* EXERCISE: Can you retype the passage on care home hygiene from "In residential care" to "come to visit." word for word?

* EXCERPTED TEXT:

- - - -

Bathrooms should also be kept clean including cleaning the bath, toilet and bathroom floors.
In residential care homes it will usually be left to the residents to use good hygiene practice. This includes cleaning themselves regularly, hand washing, washing hair and maintaining good oral health.
They can be encouraged to do this though by both staff and family members. The best option is to have a set daily routine to stick to.
In nursing homes care staff will be on hand to help with hygiene daily tasks.
Research has shown that care homes that make an effort to smell more homely make residents feel more safe and relaxed, whether that’s a scented cleaning product or an air freshener .A clean and tidy care home is a pleasant place to live for residents and will also give future care seekers and prospective residents a good first impression when they come to visit.
When we get older, it can become more difficult to keep up with personal hygiene – this could be due to medical conditions, or simply that we aren’t as mobile as we once were. In a care home, this is where nursing staff come in, helping residents to wash and stay clean and comfortable.

- - - -

* PROVIDED DATA:

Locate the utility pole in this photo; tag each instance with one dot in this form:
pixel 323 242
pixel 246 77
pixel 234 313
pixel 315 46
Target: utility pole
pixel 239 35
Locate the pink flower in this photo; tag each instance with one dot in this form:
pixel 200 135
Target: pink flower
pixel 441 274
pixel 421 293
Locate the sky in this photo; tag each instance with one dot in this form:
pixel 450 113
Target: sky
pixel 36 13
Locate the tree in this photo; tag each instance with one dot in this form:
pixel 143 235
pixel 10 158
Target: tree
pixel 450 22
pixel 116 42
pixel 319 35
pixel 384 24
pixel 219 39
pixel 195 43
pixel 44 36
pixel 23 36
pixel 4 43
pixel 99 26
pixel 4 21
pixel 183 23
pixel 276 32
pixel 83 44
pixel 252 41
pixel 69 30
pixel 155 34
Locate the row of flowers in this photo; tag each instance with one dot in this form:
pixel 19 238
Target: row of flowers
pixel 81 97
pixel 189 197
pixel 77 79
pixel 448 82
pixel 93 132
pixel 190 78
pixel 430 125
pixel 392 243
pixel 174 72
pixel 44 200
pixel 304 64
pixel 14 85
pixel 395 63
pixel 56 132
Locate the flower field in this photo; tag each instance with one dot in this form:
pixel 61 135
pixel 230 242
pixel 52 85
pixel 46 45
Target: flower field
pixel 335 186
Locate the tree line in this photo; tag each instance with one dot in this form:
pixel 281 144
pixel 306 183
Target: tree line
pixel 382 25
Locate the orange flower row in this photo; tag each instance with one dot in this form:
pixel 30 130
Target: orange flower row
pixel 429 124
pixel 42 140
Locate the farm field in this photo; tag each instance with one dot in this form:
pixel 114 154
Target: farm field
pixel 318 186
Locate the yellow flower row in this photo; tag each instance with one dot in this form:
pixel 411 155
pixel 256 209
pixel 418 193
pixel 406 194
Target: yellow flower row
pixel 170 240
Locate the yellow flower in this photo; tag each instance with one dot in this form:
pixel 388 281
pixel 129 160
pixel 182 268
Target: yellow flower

- - - -

* RESULT BELOW:
In residential care homes it will usually be left to the residents to use good hygiene practice. This includes cleaning themselves regularly, hand washing, washing hair and maintaining good oral health.
They can be encouraged to do this though by both staff and family members. The best option is to have a set daily routine to stick to.
In nursing homes care staff will be on hand to help with hygiene daily tasks.
Research has shown that care homes that make an effort to smell more homely make residents feel more safe and relaxed, whether that’s a scented cleaning product or an air freshener .A clean and tidy care home is a pleasant place to live for residents and will also give future care seekers and prospective residents a good first impression when they come to visit.